╭─ DATASET

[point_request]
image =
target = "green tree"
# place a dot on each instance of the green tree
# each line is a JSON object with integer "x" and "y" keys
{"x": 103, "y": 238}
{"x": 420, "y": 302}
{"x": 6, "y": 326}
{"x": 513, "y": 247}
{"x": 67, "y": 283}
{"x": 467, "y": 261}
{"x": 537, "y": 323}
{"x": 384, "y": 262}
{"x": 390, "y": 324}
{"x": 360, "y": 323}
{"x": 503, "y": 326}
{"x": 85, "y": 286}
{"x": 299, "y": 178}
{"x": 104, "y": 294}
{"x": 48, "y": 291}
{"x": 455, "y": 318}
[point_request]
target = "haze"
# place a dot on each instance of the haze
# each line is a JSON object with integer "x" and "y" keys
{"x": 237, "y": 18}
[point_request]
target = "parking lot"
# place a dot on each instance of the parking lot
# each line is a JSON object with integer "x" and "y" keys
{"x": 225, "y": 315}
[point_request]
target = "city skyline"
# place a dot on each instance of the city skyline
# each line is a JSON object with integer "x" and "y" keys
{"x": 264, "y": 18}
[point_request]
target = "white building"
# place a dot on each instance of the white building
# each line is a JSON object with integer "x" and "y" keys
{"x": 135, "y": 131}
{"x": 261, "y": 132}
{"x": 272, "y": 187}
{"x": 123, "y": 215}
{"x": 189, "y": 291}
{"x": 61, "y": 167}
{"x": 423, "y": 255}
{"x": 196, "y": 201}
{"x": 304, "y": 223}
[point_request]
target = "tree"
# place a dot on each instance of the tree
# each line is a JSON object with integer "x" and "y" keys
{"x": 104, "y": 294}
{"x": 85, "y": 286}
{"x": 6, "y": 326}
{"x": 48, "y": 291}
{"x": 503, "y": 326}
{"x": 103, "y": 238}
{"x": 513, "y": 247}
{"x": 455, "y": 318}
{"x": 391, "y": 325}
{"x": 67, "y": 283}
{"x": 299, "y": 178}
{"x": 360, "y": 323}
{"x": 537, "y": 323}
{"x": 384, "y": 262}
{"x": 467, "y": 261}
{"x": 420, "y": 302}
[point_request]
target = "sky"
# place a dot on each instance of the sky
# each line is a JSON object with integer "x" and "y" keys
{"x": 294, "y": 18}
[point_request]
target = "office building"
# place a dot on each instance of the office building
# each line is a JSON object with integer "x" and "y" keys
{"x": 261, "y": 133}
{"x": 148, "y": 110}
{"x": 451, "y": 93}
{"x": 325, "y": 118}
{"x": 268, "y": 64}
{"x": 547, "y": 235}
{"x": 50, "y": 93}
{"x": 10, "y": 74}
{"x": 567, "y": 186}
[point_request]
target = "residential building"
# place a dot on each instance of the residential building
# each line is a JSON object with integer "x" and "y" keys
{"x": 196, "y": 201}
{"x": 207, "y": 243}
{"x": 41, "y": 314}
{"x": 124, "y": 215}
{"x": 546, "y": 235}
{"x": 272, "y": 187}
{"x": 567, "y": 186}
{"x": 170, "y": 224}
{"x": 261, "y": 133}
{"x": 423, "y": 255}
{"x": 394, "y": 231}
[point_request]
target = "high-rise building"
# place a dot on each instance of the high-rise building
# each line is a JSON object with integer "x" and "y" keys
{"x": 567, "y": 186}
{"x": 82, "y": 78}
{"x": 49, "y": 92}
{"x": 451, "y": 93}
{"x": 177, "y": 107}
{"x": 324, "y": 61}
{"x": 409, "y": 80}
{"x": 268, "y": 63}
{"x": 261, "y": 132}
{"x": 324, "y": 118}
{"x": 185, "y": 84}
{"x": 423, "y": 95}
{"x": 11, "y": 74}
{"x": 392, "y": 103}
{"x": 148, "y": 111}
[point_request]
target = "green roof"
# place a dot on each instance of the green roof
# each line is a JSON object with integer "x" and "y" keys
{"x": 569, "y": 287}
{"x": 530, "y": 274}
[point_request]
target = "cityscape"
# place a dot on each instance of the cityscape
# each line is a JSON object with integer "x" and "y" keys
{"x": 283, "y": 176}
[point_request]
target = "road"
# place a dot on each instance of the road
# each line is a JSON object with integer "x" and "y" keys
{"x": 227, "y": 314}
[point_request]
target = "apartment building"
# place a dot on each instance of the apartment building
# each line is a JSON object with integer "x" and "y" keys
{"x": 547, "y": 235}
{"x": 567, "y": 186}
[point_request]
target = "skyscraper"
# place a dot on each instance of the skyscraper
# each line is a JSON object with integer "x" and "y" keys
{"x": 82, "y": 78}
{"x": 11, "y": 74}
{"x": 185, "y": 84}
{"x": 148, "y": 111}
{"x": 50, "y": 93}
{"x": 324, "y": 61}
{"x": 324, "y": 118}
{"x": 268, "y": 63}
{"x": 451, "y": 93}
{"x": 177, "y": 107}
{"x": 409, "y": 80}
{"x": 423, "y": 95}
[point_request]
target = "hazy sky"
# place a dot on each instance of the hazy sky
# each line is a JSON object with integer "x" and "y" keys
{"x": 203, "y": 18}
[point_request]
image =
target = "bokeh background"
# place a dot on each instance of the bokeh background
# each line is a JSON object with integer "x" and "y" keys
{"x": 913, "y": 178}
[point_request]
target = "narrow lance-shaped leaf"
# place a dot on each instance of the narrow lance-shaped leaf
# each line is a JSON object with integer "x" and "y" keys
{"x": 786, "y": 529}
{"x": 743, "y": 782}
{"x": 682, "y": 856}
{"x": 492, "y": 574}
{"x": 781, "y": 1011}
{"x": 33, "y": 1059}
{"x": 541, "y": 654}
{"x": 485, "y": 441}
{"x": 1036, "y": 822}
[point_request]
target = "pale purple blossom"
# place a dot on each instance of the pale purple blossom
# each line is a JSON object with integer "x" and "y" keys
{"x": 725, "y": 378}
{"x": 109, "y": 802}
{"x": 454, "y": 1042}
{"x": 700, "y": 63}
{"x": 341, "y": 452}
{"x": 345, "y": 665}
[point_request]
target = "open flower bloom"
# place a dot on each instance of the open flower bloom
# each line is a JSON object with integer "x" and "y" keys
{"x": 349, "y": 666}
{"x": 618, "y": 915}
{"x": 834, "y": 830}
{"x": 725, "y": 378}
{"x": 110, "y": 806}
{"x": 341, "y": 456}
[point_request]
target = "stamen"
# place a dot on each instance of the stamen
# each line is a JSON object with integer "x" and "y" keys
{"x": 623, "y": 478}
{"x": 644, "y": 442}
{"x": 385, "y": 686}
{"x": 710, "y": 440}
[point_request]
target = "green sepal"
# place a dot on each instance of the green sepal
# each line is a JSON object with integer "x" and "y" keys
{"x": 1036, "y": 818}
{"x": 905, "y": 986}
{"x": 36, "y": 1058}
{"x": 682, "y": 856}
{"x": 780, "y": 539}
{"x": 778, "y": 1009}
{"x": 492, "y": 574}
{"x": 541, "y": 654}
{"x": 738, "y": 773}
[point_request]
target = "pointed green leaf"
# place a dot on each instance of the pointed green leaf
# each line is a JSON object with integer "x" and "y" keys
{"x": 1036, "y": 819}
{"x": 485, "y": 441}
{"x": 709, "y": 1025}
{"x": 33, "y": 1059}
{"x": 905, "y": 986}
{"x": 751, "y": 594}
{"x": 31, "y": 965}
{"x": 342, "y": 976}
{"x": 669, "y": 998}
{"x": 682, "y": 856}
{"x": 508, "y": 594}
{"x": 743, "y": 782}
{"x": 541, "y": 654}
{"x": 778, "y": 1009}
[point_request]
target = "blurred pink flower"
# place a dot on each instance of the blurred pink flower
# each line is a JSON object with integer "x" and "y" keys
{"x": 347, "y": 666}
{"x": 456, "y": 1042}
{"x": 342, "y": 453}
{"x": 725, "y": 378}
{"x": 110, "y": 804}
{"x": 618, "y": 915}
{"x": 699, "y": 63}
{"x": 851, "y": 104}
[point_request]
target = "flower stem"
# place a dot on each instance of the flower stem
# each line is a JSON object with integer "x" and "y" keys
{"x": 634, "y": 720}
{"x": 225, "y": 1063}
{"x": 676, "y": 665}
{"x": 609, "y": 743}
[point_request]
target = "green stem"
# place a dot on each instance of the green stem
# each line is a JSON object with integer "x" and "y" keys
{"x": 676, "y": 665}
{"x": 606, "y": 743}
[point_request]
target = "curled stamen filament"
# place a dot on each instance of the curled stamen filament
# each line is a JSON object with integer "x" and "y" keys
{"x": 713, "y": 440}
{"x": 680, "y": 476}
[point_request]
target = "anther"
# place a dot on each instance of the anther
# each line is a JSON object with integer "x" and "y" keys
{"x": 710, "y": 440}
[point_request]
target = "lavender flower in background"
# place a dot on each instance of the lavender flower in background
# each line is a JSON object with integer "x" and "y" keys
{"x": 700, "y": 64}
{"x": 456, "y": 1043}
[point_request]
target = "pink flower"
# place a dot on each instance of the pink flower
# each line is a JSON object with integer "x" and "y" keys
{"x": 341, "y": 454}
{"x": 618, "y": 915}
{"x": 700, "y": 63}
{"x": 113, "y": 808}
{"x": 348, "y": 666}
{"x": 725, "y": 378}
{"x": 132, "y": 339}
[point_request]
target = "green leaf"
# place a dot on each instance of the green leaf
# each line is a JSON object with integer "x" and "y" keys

╰─

=== THE EXERCISE ===
List every line in the data above that contains the word "roof".

=== RESULT FOR THIS TASK ===
target = "green roof"
# place a dot on each instance of the green roof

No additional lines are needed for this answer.